(Description of the task):
Using the Jira comment below, explain why a domain such as "-tést.fr-" passes validation even though its original form has an invalid leading hyphen.

[jira] [Comment Edited] (VALIDATOR-501) DomainValidator accepts hyphens at start/end of domain name with Unicode characters

Kushal Dixit (Jira) Thu, 11 Sep 2025 07:24:07 -0700


    [ 
https://issues.apache.org/jira/browse/VALIDATOR-501?page=com.atlassian.jira.plugin.system.issuetabpanels:comment-tabpanel&focusedCommentId=18018592#comment-18018592
 ]


Kushal Dixit edited comment on VALIDATOR-501 at 9/11/25 2:21 PM:
-----------------------------------------------------------------

Hi [~ggregory] ,

I see you have added test cases in revision [319400a 
.|https://github.com/apache/commons-validator/commit/319400a5ab8a694dd8ebc6131ae3fd20c9db0edd].
 I'm not sure if a fix is already available, but I'd like to share a potential 
solution I've been working on.

*RCA:*
Validation for leading and trailing hyphens (and related patterns) is already 
implemented. The issue arises with domains containing special characters, such 
as {*}-tést.fr-{*}. These get converted to punycode (e.g., 
{*}{{xn-tst-cpa.fr}}{*}). In the punycode form, there are no visible leading or 
trailing hyphens, so the domain appears valid even though the original form had 
an invalid leading hyphen.

*Proposed Solution:*

While the issue could potentially be solved by restructuring the existing regex 
validation and {{unicodeToASCII}} conversion, I believe adding an efficient 
pre-validation utility method would be a cleaner approach. This method would 
check for RFC-violating hyphens *before* the IDN conversion takes place, 
preventing the conversion from masking the original violations.

(Provided material):

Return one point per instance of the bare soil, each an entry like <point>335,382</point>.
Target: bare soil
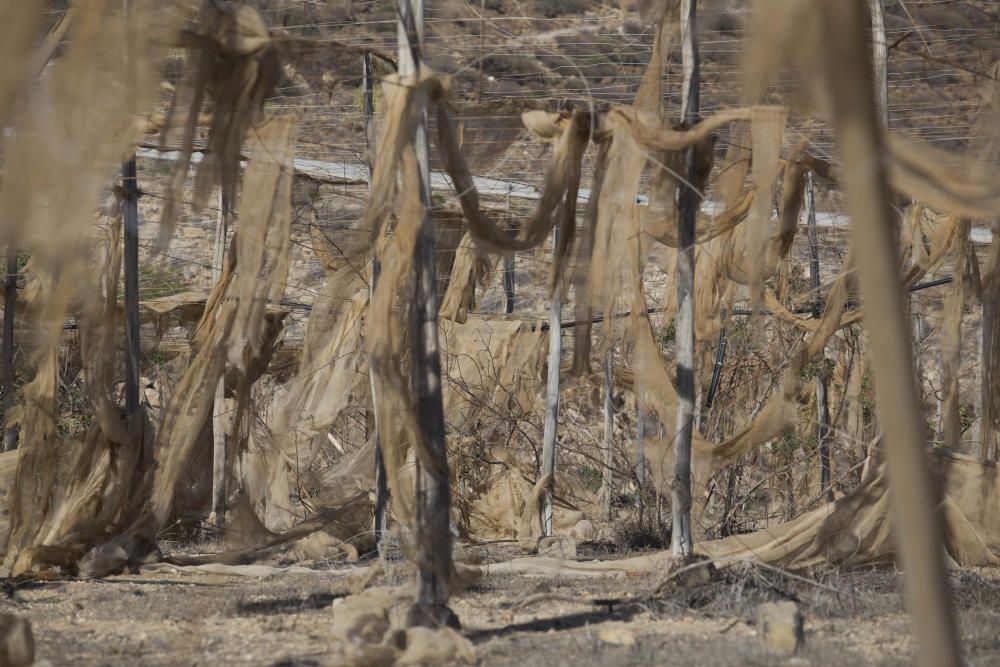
<point>186,618</point>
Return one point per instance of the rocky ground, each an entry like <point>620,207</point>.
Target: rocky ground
<point>269,616</point>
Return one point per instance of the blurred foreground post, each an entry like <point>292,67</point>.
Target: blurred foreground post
<point>433,529</point>
<point>690,200</point>
<point>917,524</point>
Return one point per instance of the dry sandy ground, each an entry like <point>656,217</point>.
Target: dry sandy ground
<point>185,618</point>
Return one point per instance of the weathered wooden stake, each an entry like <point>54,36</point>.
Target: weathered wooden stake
<point>433,528</point>
<point>552,396</point>
<point>218,515</point>
<point>9,311</point>
<point>130,203</point>
<point>640,440</point>
<point>508,270</point>
<point>607,476</point>
<point>822,381</point>
<point>680,496</point>
<point>381,479</point>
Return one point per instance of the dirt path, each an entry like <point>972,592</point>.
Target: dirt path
<point>175,618</point>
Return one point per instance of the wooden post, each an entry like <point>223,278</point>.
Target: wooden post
<point>130,203</point>
<point>381,479</point>
<point>508,270</point>
<point>218,514</point>
<point>822,381</point>
<point>552,396</point>
<point>433,528</point>
<point>917,523</point>
<point>880,60</point>
<point>9,311</point>
<point>640,440</point>
<point>607,476</point>
<point>681,541</point>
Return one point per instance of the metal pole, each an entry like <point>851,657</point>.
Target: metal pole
<point>552,396</point>
<point>433,529</point>
<point>681,541</point>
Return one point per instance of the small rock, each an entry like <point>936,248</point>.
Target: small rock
<point>322,546</point>
<point>617,635</point>
<point>582,531</point>
<point>17,644</point>
<point>780,627</point>
<point>557,546</point>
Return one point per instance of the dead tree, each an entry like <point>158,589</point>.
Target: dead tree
<point>433,529</point>
<point>681,542</point>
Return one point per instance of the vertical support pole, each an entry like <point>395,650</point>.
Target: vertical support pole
<point>822,381</point>
<point>508,270</point>
<point>218,514</point>
<point>433,528</point>
<point>681,541</point>
<point>552,396</point>
<point>917,523</point>
<point>880,60</point>
<point>130,188</point>
<point>607,477</point>
<point>640,440</point>
<point>381,479</point>
<point>9,311</point>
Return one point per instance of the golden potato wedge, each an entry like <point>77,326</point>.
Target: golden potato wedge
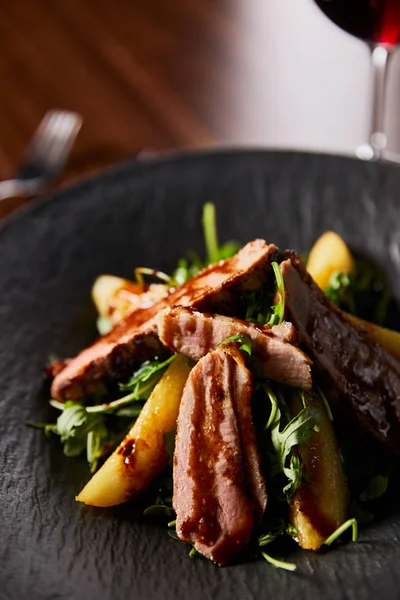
<point>319,506</point>
<point>387,338</point>
<point>142,455</point>
<point>115,297</point>
<point>328,255</point>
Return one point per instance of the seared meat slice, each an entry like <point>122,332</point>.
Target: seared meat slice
<point>361,378</point>
<point>135,339</point>
<point>194,334</point>
<point>215,451</point>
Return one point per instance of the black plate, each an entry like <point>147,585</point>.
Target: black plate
<point>149,214</point>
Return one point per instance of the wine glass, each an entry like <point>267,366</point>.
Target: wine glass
<point>377,22</point>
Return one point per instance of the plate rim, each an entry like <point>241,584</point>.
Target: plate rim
<point>175,156</point>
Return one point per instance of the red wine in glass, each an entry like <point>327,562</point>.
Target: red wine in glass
<point>377,22</point>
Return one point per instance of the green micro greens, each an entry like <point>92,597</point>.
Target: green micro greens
<point>279,564</point>
<point>351,523</point>
<point>189,267</point>
<point>98,428</point>
<point>240,338</point>
<point>278,309</point>
<point>295,433</point>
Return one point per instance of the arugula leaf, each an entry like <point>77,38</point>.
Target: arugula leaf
<point>278,310</point>
<point>191,266</point>
<point>295,433</point>
<point>364,293</point>
<point>279,564</point>
<point>47,427</point>
<point>94,427</point>
<point>258,304</point>
<point>75,422</point>
<point>244,341</point>
<point>186,269</point>
<point>351,523</point>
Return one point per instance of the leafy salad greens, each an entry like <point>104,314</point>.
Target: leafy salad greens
<point>97,425</point>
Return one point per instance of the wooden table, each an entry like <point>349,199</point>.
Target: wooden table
<point>162,74</point>
<point>144,75</point>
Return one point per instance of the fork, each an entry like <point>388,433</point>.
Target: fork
<point>45,156</point>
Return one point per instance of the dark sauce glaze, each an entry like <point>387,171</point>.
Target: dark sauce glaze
<point>112,355</point>
<point>307,496</point>
<point>204,518</point>
<point>346,364</point>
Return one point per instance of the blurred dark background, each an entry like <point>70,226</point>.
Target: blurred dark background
<point>159,75</point>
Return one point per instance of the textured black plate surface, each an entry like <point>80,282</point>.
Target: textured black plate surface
<point>149,214</point>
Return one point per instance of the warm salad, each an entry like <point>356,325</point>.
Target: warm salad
<point>233,390</point>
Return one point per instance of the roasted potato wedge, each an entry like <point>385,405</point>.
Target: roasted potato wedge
<point>115,297</point>
<point>142,455</point>
<point>319,506</point>
<point>328,255</point>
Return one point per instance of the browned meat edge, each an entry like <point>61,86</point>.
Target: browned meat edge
<point>213,507</point>
<point>194,334</point>
<point>135,339</point>
<point>361,378</point>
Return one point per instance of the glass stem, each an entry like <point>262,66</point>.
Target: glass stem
<point>380,60</point>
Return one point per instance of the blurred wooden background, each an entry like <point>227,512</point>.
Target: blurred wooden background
<point>189,73</point>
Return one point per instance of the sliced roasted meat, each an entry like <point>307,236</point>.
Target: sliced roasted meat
<point>217,477</point>
<point>359,375</point>
<point>133,340</point>
<point>194,334</point>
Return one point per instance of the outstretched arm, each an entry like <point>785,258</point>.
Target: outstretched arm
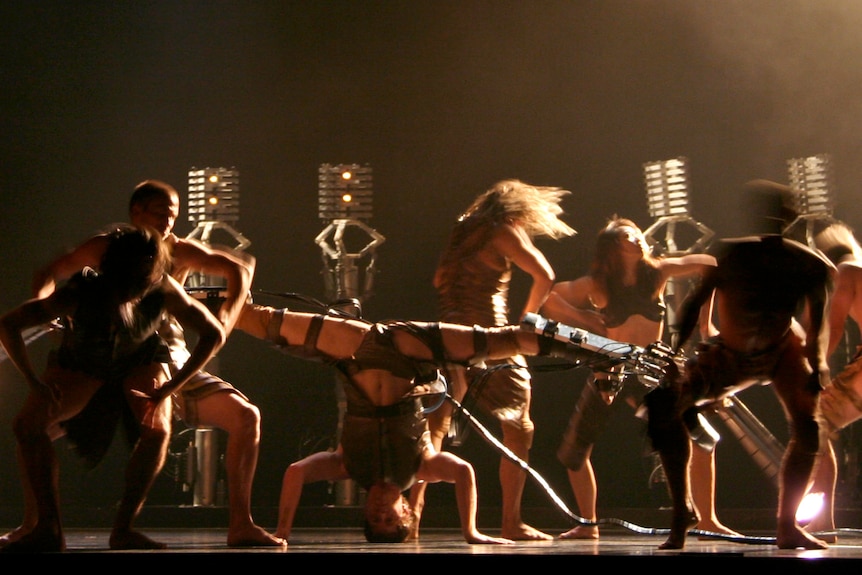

(Exercise answer):
Domains with special characters like "-tést.fr-" are converted to punycode before validation. In the punycode form there are no visible leading or trailing hyphens, so the existing hyphen checks find nothing wrong and the domain appears valid.